▶ _Goal of the exercise_
Rewrite all of the material below, replacing every "sample" with "template" and keeping everything else unchanged. Leave the pictures out of your answer.
◆ ◆ ◆ ◆ ◆
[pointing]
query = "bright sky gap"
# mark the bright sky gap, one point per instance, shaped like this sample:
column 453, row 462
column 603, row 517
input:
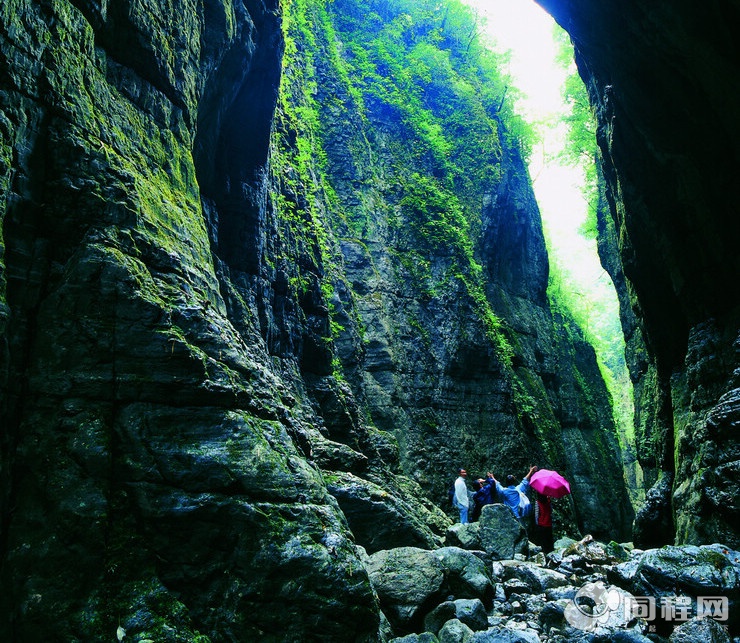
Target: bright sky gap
column 526, row 31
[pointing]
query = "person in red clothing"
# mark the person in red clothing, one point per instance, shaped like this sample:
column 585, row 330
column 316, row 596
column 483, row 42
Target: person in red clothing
column 543, row 523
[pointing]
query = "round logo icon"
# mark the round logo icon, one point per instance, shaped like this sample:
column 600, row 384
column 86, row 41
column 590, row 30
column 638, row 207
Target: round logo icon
column 592, row 606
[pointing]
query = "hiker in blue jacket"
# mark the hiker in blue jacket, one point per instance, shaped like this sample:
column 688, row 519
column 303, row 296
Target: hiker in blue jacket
column 484, row 495
column 510, row 494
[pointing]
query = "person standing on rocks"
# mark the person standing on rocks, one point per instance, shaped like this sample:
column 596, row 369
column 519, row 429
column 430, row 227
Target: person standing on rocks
column 460, row 498
column 543, row 523
column 483, row 495
column 510, row 493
◆ ◆ ◆ ◆ ◆
▶ _Output of the task_
[pointing]
query = "bright sky gap"
# mark the bright sky gap, one point per instance, shaped like this template:
column 453, row 462
column 603, row 517
input:
Target: bright sky gap
column 526, row 31
[pointing]
query = "person in red clothing"
# mark the person in red clothing, one point per instance, shaped like this template:
column 585, row 330
column 316, row 596
column 483, row 42
Target: person in red clothing
column 543, row 523
[pointing]
query = "round logo icon"
# mark the round logo icon, one point per instance, shaped like this template:
column 600, row 384
column 86, row 41
column 590, row 30
column 638, row 207
Target: round logo icon
column 592, row 606
[pointing]
query = "hiker in blue jacket"
# mark the hiker in blue jacket, one point per instance, shaped like this template:
column 688, row 519
column 303, row 296
Target: hiker in blue jacket
column 484, row 495
column 510, row 494
[pointing]
query = "person standing on rocks"
# mark the person standing on rocks, one point per instance, shaped like this template:
column 596, row 369
column 519, row 429
column 430, row 227
Target: person standing on rocks
column 460, row 498
column 543, row 523
column 483, row 495
column 510, row 493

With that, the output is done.